[Entries taken from a collection]
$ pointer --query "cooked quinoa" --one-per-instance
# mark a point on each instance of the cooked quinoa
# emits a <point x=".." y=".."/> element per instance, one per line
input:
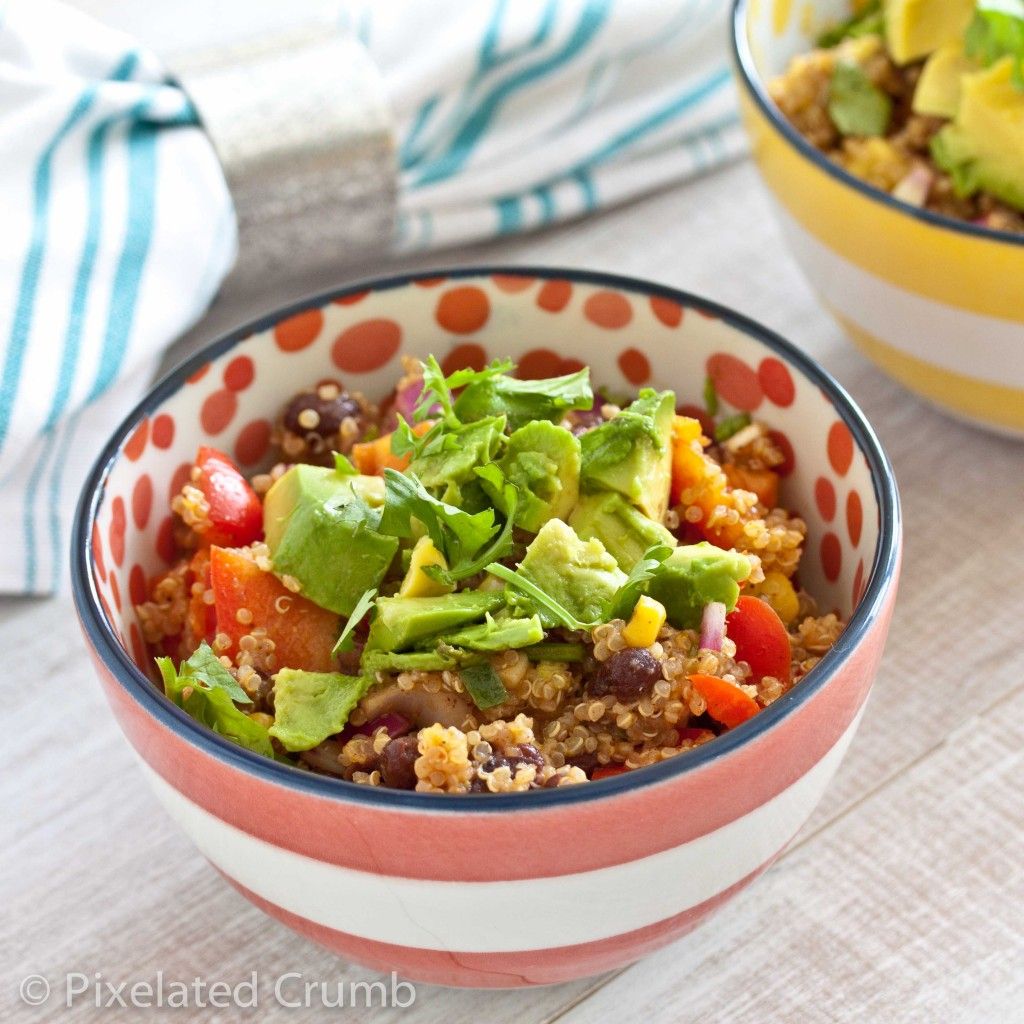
<point x="905" y="157"/>
<point x="568" y="694"/>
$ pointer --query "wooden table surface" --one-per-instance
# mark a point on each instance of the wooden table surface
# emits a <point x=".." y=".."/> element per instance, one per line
<point x="902" y="900"/>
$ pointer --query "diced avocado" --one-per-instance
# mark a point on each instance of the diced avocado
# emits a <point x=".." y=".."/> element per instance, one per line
<point x="543" y="461"/>
<point x="938" y="90"/>
<point x="626" y="531"/>
<point x="308" y="707"/>
<point x="497" y="634"/>
<point x="984" y="146"/>
<point x="582" y="576"/>
<point x="694" y="576"/>
<point x="322" y="530"/>
<point x="402" y="622"/>
<point x="632" y="454"/>
<point x="417" y="583"/>
<point x="464" y="449"/>
<point x="916" y="28"/>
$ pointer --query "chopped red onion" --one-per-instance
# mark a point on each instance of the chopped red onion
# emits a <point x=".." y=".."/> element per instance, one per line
<point x="713" y="626"/>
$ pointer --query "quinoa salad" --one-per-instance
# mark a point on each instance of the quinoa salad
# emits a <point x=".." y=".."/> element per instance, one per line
<point x="923" y="99"/>
<point x="485" y="584"/>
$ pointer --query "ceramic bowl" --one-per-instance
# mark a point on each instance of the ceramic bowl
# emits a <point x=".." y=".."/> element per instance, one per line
<point x="516" y="889"/>
<point x="935" y="302"/>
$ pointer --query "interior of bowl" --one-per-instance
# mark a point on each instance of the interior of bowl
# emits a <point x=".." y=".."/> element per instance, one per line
<point x="631" y="335"/>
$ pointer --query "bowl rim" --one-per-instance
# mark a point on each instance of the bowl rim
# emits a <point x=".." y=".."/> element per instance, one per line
<point x="880" y="583"/>
<point x="753" y="82"/>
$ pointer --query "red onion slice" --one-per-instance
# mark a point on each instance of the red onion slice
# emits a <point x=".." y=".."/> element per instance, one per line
<point x="713" y="626"/>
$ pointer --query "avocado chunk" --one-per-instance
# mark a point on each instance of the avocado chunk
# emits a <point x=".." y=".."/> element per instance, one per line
<point x="403" y="622"/>
<point x="580" y="574"/>
<point x="984" y="146"/>
<point x="543" y="461"/>
<point x="321" y="528"/>
<point x="632" y="454"/>
<point x="938" y="90"/>
<point x="626" y="531"/>
<point x="694" y="576"/>
<point x="916" y="28"/>
<point x="309" y="707"/>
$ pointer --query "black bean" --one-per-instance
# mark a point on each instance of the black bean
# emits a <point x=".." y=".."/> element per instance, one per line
<point x="629" y="674"/>
<point x="397" y="762"/>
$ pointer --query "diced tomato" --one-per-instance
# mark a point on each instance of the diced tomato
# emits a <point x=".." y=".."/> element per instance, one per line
<point x="764" y="482"/>
<point x="760" y="638"/>
<point x="236" y="511"/>
<point x="726" y="701"/>
<point x="303" y="633"/>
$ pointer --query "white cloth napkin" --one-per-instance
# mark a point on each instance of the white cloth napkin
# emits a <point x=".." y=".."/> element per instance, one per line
<point x="118" y="227"/>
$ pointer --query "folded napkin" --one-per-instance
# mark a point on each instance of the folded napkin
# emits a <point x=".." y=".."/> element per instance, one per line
<point x="120" y="226"/>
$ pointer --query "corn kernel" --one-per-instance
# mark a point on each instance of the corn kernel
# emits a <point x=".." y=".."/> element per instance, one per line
<point x="645" y="623"/>
<point x="778" y="592"/>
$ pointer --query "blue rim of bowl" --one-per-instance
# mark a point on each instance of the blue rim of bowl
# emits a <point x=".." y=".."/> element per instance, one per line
<point x="143" y="691"/>
<point x="751" y="78"/>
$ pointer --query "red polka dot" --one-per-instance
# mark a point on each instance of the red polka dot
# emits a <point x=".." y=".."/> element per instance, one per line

## Exercise objective
Repeat the data exactly, excluding the pictures.

## Answer below
$ pointer --query "cooked quinoa" --one-per-instance
# mark a point on each instance of the cooked quinoa
# emits a <point x=".." y=".."/> element per instance, one per line
input:
<point x="905" y="157"/>
<point x="568" y="694"/>
$ pointer --query "wooden table surface" --one-per-instance
# mark a point on each instance of the wooden table surface
# emits a <point x=".." y=".."/> element per instance, one per line
<point x="902" y="900"/>
$ pointer --query "diced avocado" --one-per-instance
# mark a point on each instance of the diced avocado
# emits a <point x=".." y=".."/> element per instance, one per line
<point x="543" y="461"/>
<point x="938" y="90"/>
<point x="626" y="531"/>
<point x="308" y="707"/>
<point x="497" y="634"/>
<point x="984" y="146"/>
<point x="582" y="576"/>
<point x="694" y="576"/>
<point x="322" y="530"/>
<point x="402" y="622"/>
<point x="632" y="454"/>
<point x="417" y="583"/>
<point x="464" y="449"/>
<point x="916" y="28"/>
$ pointer --query "chopped red onion" --one-per-instance
# mark a point on each instance of the chopped red onion
# emits a <point x=".." y=".."/> element per instance, one per line
<point x="713" y="626"/>
$ pointer --query "quinoa salad" --one-per-instance
# mark a point on each instance of the quinoa salad
# emits a <point x=".." y=".."/> element per instance, one per line
<point x="923" y="99"/>
<point x="485" y="584"/>
$ pointer --query "ceramic bowl" --one-per-instance
# mark a point on each instance of the ceramic bowl
# emits a <point x=".." y=".."/> element per instance, one per line
<point x="516" y="889"/>
<point x="935" y="302"/>
$ pointer --query "interior of bowl" --one-per-instance
# mark a point on each instance of the interior of bowl
# emits a <point x=".." y=".."/> element per instance, one per line
<point x="631" y="335"/>
$ pointer --query "bowl rim" --one-per-instance
# mark a point on each instance of the bowl rim
# emits a <point x=".." y=".."/> element per instance, one per line
<point x="880" y="583"/>
<point x="753" y="82"/>
$ pointer --query "red onion slice" --one-per-instance
# mark a point on each instance of the red onion slice
# emits a <point x=".." y=".."/> element per instance, one per line
<point x="713" y="626"/>
$ pointer --query "avocado chunk" --one-per-instance
# mark a point on each instance of the avocado chunk
# emits a <point x=".." y=".."/> element per instance, one per line
<point x="403" y="622"/>
<point x="580" y="574"/>
<point x="984" y="146"/>
<point x="543" y="461"/>
<point x="321" y="528"/>
<point x="632" y="454"/>
<point x="938" y="90"/>
<point x="626" y="531"/>
<point x="694" y="576"/>
<point x="916" y="28"/>
<point x="309" y="707"/>
$ pointer --query "black bean" --one-per-instance
# mark a point on each instance of the black bean
# emits a <point x=".." y=".."/> element per instance, one per line
<point x="629" y="674"/>
<point x="397" y="762"/>
$ pointer --query "diced tomato" --one-per-instance
# mark a point on each instance of the diced tomato
# emits a <point x=".." y=".."/> element per instance, one per line
<point x="764" y="482"/>
<point x="760" y="638"/>
<point x="236" y="511"/>
<point x="726" y="701"/>
<point x="303" y="633"/>
$ pointer --query "white cloth napkin" --one-per-instance
# mark a point on each instance of the white cloth napkin
# emits a <point x=".." y=".."/> element per instance, one per line
<point x="118" y="227"/>
$ pointer --query "folded napkin" --one-per-instance
# mark a point on each instance of the folded napkin
# emits a <point x=".." y=".."/> element per instance, one per line
<point x="120" y="226"/>
$ pointer --query "corn kernel" --one-per-instance
# mark a point on each instance of the corn kernel
# emits a <point x=".." y=".."/> element per instance, one per line
<point x="645" y="623"/>
<point x="778" y="592"/>
$ pointer --query "blue rim of bowl" --one-per-instance
# mark a point on each instance of the blue rim of bowl
# emits a <point x=".." y=".."/> element per instance, one per line
<point x="143" y="691"/>
<point x="751" y="78"/>
$ pointer --query "red polka dot" --one-per-instance
# mark a point on each instance of the red polka dot
# emits a <point x=".." y=".."/> element per instance, one per line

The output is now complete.